- [Work order]
What you return must be the full data, repeated verbatim, with no pictures in it.

--- Supplied records Enclosed Below ---

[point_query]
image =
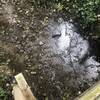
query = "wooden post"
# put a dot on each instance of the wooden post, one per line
(22, 90)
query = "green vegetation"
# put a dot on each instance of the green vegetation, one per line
(84, 11)
(3, 92)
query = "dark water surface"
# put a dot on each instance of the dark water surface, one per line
(54, 57)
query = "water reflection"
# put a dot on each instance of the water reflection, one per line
(73, 50)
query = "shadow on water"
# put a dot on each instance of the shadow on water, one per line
(53, 55)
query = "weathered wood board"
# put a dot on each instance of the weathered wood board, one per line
(91, 94)
(22, 89)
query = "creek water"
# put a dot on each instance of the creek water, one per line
(74, 51)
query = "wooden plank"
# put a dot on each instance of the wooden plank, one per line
(24, 87)
(17, 93)
(91, 94)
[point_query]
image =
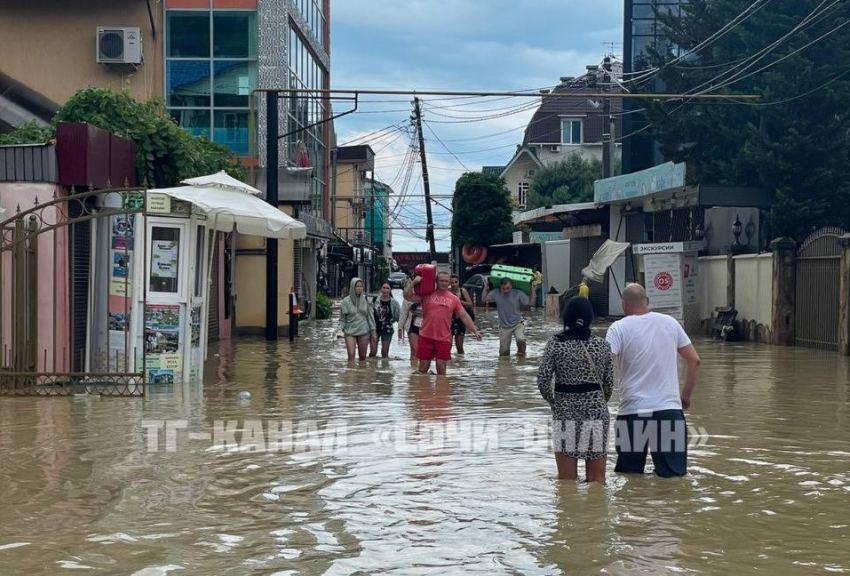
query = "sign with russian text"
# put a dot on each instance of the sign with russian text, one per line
(639, 184)
(663, 280)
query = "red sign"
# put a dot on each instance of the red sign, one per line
(663, 281)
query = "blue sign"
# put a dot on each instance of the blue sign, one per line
(639, 184)
(541, 237)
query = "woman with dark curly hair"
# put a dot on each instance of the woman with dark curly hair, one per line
(583, 374)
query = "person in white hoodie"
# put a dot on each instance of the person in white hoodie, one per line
(356, 320)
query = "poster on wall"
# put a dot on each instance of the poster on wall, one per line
(162, 329)
(690, 273)
(664, 283)
(123, 232)
(164, 255)
(196, 324)
(120, 265)
(195, 351)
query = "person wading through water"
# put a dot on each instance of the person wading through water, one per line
(356, 320)
(458, 329)
(508, 301)
(409, 322)
(435, 336)
(387, 312)
(583, 371)
(645, 345)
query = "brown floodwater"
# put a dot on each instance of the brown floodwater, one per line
(390, 472)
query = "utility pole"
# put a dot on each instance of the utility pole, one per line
(372, 274)
(429, 232)
(608, 153)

--- End of Enclosed Supplied records ---

- [Output of the exercise]
[point_query]
image =
query = "wooden post"
# put a dot on each instance of the wooden post, one per line
(22, 90)
query = "green vegetation"
# put a dot on each instance of the green vegetation, one per line
(84, 11)
(3, 92)
query = "dark water surface"
# put a dot on each instance of the dark water surface, one per line
(54, 57)
query = "water reflection"
# put a dot on each instance of the water reflection, one per line
(73, 50)
query = "shadow on water"
# put a dot on each instance of the shadow on water, one per line
(53, 55)
query = "weathered wood board"
# put a dot on each instance of the weathered wood board, one per line
(91, 94)
(22, 89)
query = "creek water"
# put a dot on each instance of the creek water, one per line
(74, 51)
query = "wooden plank"
# put a dot on each instance of the wooden plank, one per line
(24, 87)
(17, 93)
(91, 94)
[point_query]
image =
query = "sign with russian text"
# put a dot on each instance of the sign with russian text, one per line
(639, 184)
(663, 280)
query = "red sign"
# put a dot on each instance of the red sign, one per line
(663, 281)
query = "blue sign"
# put a dot on each instance of the blue sign, one per line
(639, 184)
(541, 237)
query = "woman with dark curly hair"
# put a dot on each instance of the woman with dark curly hair, one per line
(583, 374)
query = "person in white hoodie"
# put a dot on each instance of the person in white hoodie, one per line
(356, 320)
query = "poster on wall"
# put a dot on each instance of the poster on wall, one per line
(162, 329)
(690, 273)
(664, 283)
(123, 232)
(164, 255)
(196, 324)
(120, 265)
(195, 351)
query = "person wading through water"
# put a dot on each instance of the person wading through water, one per line
(356, 320)
(458, 329)
(508, 301)
(409, 322)
(435, 336)
(387, 312)
(583, 371)
(645, 345)
query = "brown floodwater"
# put a dot on each instance of the brown floodwater, one per line
(390, 472)
query = "utility pole"
# put a dot on each instance of the utility pole, one per line
(372, 274)
(429, 232)
(608, 153)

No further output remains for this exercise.